Records shown
◇ ◇ ◇
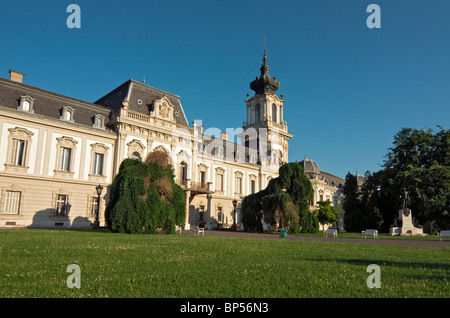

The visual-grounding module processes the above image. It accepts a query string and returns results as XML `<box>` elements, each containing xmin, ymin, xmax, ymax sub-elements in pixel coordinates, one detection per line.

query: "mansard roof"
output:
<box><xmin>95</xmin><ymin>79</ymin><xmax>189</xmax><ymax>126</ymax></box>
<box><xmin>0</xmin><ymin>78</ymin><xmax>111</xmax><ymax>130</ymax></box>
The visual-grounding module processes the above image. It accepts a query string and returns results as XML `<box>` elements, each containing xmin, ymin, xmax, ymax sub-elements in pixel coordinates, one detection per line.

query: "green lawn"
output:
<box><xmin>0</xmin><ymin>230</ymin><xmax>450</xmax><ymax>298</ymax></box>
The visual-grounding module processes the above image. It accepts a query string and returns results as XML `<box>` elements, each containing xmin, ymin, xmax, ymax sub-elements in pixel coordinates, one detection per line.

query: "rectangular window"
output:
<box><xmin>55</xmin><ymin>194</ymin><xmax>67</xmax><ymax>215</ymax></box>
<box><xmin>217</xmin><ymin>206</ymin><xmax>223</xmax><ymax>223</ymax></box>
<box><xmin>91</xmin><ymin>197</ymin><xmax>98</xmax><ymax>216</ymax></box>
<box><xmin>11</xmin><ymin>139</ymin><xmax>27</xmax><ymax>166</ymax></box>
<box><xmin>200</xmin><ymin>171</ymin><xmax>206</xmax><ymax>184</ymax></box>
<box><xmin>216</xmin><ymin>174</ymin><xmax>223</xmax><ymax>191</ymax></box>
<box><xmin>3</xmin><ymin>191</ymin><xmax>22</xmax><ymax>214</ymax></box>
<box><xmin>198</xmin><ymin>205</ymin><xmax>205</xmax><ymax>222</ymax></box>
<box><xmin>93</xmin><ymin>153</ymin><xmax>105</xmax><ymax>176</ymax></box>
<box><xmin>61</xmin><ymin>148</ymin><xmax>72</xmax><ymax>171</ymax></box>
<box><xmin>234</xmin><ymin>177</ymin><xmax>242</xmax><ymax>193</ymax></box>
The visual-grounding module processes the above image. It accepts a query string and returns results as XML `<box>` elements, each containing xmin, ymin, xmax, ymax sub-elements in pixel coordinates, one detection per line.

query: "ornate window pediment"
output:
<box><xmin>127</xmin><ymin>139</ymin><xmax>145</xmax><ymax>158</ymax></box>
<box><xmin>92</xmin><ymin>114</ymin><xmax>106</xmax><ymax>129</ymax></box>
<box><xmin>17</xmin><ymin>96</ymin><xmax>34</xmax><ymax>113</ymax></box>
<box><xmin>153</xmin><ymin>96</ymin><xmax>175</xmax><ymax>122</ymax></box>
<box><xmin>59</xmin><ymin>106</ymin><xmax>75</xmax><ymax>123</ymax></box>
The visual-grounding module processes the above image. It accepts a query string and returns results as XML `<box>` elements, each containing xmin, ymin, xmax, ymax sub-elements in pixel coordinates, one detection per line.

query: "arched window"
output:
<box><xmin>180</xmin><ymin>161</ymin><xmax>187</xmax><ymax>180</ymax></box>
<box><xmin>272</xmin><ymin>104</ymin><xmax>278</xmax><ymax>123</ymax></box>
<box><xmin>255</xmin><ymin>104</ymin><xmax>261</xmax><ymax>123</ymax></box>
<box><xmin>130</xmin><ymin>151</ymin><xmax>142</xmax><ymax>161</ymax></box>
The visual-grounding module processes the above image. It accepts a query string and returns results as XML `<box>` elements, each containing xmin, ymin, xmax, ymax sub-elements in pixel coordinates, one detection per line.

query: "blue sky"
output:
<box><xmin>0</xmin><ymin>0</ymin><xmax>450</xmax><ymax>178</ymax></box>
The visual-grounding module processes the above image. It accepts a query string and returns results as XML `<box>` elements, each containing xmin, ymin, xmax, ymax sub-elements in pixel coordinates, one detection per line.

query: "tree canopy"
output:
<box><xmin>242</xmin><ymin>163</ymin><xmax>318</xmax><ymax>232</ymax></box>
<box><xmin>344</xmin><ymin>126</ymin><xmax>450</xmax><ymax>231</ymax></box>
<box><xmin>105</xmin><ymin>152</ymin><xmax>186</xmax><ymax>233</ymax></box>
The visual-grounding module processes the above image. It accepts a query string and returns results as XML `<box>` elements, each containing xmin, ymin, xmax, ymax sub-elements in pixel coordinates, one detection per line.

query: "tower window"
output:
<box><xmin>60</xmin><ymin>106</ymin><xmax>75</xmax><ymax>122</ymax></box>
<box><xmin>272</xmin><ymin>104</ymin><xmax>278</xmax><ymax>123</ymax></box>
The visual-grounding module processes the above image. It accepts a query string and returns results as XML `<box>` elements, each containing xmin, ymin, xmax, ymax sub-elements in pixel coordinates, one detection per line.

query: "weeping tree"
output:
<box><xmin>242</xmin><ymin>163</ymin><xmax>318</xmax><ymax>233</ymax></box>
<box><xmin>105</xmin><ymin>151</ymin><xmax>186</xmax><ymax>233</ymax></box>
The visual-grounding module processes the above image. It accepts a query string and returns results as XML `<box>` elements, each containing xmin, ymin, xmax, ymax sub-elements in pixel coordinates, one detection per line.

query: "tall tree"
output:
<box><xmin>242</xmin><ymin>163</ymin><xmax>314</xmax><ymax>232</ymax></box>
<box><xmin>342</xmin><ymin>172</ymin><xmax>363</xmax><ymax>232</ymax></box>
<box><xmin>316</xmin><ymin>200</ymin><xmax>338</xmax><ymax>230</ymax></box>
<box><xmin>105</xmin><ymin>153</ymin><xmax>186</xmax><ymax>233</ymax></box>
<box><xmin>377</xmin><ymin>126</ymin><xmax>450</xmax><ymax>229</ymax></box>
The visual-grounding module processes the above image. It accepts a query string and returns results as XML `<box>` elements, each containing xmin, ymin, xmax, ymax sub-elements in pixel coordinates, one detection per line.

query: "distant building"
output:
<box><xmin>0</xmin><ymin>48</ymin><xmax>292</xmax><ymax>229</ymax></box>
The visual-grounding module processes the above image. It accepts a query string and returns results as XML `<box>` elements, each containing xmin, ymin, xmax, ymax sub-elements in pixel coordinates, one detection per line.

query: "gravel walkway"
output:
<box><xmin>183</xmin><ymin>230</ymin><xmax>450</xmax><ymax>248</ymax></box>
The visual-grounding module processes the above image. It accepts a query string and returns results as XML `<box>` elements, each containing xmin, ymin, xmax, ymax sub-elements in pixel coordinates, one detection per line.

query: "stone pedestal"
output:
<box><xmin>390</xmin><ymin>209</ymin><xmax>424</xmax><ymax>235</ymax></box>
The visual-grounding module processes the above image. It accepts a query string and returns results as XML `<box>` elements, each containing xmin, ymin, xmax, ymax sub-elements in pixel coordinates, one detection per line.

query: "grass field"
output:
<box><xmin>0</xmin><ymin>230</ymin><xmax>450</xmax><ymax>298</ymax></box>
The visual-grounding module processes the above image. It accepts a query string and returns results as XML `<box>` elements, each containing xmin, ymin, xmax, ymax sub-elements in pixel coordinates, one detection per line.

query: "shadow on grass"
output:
◇ ◇ ◇
Task to carry out
From the data above, pick out and copy every line that contains the word "window".

Complete response
query: "rectangular window"
query: "ornate window pediment"
query: "arched window"
query: "tower window"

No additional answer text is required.